_Extracto_
________

Hace poco vi un programa de la televisión británica ambientado en la primera parte de la Segunda Guerra Mundial. Los nazis habían derrotado a Francia, y la invasión de Gran Bretaña era inminente. La incertidumbre, el temor del futuro y el instinto de preservar su propia vida y la de los suyos condujo a algunos a mostrar menos consideración por sus semejantes que en circunstancias normales. Muchos acapararon, otros robaron, y otros más llegaron a cometer asesinatos.
En contraste, otras personas reaccionaron de manera diametralmente distinta. Demostraron heroísmo, no por sus hazañas, sino mediante pequeños actos desinteresados. Encararon sus dificultades con dignidad. Muchos se ayudaron unos a otros. Velaron por el bienestar de sus vecinos y compartieron lo que tenían.
Al confrontar esas dos reacciones divergentes me percaté de los retos a los que nos enfrentamos cuando nos vemos en circunstancias difíciles o de incierto desenlace. En épocas de convulsión social o económica, cuando se altera el statu quo y todo parece patas arriba, es natural que la gente se preocupe ante todo por sí misma. Obviamente no todo el mundo reacciona de la misma forma; en algunas personas, el instinto humano de conservación se manifiesta más fuertemente que en otras.
Cuando la inestabilidad impera en el entorno en que vivimos es natural que nosotros también nos desestabilicemos. Cuando lo que considerábamos tierra firme se vuelve como arenas movedizas, el temor puede apoderarse de nosotros: temor al futuro y temor a los cambios que nos imponen. Si nos dejamos dominar por ese miedo y permitimos que sofoque nuestra fe, disminuye nuestra confianza en la providencia divina. Así las cosas, nos convencemos de que debemos tomar las riendas de la situación y hacer algo para corregir lo que no anda bien. Eso no es forzosamente malo, pues la reacción de lucha o huida es innata en nosotros. Ante un peligro reaccionamos automáticamente con medidas encaminadas a proteger nuestra persona y a nuestros seres queridos.

________

_Fragmentos del listado_
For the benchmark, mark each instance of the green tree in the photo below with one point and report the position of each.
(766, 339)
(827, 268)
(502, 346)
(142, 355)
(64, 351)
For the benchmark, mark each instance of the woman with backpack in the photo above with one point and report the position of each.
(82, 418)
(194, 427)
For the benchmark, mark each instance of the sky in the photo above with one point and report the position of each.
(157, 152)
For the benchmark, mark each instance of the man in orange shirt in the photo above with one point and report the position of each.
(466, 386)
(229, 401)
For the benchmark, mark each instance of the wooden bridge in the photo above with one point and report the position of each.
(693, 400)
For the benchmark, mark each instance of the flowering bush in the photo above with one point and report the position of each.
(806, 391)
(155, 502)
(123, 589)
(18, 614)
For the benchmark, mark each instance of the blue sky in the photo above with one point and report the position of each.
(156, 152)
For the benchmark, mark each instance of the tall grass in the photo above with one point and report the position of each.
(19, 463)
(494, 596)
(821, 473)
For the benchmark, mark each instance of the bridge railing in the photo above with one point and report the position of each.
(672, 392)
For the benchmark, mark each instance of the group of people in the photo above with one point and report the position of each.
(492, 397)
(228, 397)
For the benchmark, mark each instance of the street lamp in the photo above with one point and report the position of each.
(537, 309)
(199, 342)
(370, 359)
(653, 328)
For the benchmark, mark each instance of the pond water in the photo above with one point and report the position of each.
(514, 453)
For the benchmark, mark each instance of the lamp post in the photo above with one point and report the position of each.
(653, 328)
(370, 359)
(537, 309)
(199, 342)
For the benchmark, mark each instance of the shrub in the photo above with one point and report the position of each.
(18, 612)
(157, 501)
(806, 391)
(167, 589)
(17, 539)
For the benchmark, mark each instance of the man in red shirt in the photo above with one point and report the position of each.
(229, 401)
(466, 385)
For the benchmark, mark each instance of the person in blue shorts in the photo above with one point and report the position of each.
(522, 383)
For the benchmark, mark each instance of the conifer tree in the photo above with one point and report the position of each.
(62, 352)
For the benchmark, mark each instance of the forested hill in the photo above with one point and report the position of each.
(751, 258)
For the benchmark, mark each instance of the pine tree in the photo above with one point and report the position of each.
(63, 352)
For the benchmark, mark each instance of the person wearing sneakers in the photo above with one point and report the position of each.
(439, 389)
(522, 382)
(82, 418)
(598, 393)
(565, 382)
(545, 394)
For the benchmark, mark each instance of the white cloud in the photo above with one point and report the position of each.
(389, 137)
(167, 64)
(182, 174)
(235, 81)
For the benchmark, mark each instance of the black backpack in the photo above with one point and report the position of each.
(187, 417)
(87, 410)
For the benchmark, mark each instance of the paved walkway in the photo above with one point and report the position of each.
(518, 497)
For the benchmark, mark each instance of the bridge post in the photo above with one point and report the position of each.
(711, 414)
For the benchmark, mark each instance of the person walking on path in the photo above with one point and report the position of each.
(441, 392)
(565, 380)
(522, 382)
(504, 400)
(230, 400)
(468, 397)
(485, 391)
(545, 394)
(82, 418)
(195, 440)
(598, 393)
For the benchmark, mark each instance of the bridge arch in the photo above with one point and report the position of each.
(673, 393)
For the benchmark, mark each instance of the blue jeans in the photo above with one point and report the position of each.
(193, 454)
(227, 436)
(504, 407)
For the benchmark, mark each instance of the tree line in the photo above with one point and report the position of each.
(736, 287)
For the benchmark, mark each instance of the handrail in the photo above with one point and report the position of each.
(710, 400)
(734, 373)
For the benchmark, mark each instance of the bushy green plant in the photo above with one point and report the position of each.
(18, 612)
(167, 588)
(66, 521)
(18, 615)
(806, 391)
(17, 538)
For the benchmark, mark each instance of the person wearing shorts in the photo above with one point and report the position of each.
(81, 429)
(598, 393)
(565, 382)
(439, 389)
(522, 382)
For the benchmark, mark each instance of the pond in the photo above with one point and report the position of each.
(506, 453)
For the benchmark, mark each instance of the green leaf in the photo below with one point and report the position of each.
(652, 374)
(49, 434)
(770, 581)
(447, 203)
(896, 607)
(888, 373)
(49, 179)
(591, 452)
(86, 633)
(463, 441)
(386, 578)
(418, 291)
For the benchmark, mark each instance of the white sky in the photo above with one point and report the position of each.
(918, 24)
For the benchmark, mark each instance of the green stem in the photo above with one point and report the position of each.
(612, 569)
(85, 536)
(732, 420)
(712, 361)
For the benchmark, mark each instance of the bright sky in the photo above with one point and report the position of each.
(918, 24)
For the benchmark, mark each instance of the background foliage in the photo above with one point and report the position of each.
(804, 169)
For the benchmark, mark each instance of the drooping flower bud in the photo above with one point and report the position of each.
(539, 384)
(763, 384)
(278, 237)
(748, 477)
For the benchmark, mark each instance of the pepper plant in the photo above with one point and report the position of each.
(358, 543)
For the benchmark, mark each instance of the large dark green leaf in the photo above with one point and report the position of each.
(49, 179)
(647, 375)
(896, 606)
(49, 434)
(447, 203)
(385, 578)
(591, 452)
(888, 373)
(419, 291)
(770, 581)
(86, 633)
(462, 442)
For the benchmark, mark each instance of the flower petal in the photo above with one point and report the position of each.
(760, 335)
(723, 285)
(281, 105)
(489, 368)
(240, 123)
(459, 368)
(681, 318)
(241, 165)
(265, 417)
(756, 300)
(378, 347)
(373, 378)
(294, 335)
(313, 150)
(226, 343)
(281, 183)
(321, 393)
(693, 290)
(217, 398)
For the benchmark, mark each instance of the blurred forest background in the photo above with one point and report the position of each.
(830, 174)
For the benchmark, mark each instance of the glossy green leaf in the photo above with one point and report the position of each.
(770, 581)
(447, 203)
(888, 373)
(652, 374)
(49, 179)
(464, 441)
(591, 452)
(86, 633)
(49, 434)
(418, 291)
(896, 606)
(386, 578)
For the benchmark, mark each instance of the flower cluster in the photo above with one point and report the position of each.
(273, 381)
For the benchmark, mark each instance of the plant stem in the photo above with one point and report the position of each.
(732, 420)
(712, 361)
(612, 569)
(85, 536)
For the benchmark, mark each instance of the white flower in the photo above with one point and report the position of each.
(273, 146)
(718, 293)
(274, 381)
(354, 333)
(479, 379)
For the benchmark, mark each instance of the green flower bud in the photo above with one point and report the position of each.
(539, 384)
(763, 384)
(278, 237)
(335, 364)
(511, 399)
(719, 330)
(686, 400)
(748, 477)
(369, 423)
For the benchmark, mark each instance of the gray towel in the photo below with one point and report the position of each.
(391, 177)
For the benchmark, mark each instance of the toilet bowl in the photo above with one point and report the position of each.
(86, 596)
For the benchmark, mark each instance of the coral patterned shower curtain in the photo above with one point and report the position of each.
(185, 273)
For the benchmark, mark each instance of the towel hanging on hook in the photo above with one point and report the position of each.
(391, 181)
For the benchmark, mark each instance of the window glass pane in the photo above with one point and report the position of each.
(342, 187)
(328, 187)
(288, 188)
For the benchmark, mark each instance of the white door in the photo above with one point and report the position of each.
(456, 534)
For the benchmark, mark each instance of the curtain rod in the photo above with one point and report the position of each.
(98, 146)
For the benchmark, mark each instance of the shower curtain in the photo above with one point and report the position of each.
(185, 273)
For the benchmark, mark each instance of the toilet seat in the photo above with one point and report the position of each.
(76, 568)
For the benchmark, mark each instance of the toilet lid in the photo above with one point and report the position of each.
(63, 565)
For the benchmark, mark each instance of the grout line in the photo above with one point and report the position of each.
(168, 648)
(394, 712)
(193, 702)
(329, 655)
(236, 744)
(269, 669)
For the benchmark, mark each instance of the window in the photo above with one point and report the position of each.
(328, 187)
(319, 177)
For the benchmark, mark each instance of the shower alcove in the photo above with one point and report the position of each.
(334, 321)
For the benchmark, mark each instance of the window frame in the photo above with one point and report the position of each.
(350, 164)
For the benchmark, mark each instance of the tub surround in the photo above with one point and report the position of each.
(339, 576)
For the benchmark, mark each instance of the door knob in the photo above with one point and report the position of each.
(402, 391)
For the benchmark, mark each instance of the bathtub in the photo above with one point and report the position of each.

________

_Tareas por resolver_
A. Cita de principio a fin el extracto sobre el miedo ante la incertidumbre, sin cambiar nada.
B. Filtra el listado y copia cada línea que contenga la palabra "curtain". Las mayúsculas y minúsculas cuentan.

_Respuestas en orden_
A.
Hace poco vi un programa de la televisión británica ambientado en la primera parte de la Segunda Guerra Mundial. Los nazis habían derrotado a Francia, y la invasión de Gran Bretaña era inminente. La incertidumbre, el temor del futuro y el instinto de preservar su propia vida y la de los suyos condujo a algunos a mostrar menos consideración por sus semejantes que en circunstancias normales. Muchos acapararon, otros robaron, y otros más llegaron a cometer asesinatos.
En contraste, otras personas reaccionaron de manera diametralmente distinta. Demostraron heroísmo, no por sus hazañas, sino mediante pequeños actos desinteresados. Encararon sus dificultades con dignidad. Muchos se ayudaron unos a otros. Velaron por el bienestar de sus vecinos y compartieron lo que tenían.
Al confrontar esas dos reacciones divergentes me percaté de los retos a los que nos enfrentamos cuando nos vemos en circunstancias difíciles o de incierto desenlace. En épocas de convulsión social o económica, cuando se altera el statu quo y todo parece patas arriba, es natural que la gente se preocupe ante todo por sí misma. Obviamente no todo el mundo reacciona de la misma forma; en algunas personas, el instinto humano de conservación se manifiesta más fuertemente que en otras.
Cuando la inestabilidad impera en el entorno en que vivimos es natural que nosotros también nos desestabilicemos. Cuando lo que considerábamos tierra firme se vuelve como arenas movedizas, el temor puede apoderarse de nosotros: temor al futuro y temor a los cambios que nos imponen. Si nos dejamos dominar por ese miedo y permitimos que sofoque nuestra fe, disminuye nuestra confianza en la providencia divina. Así las cosas, nos convencemos de que debemos tomar las riendas de la situación y hacer algo para corregir lo que no anda bien. Eso no es forzosamente malo, pues la reacción de lucha o huida es innata en nosotros. Ante un peligro reaccionamos automáticamente con medidas encaminadas a proteger nuestra persona y a nuestros seres queridos.

B.
For the benchmark, mark each instance of the coral patterned shower curtain in the photo above with one point and report the position of each.
For the benchmark, mark each instance of the curtain rod in the photo above with one point and report the position of each.
For the benchmark, mark each instance of the shower curtain in the photo above with one point and report the position of each.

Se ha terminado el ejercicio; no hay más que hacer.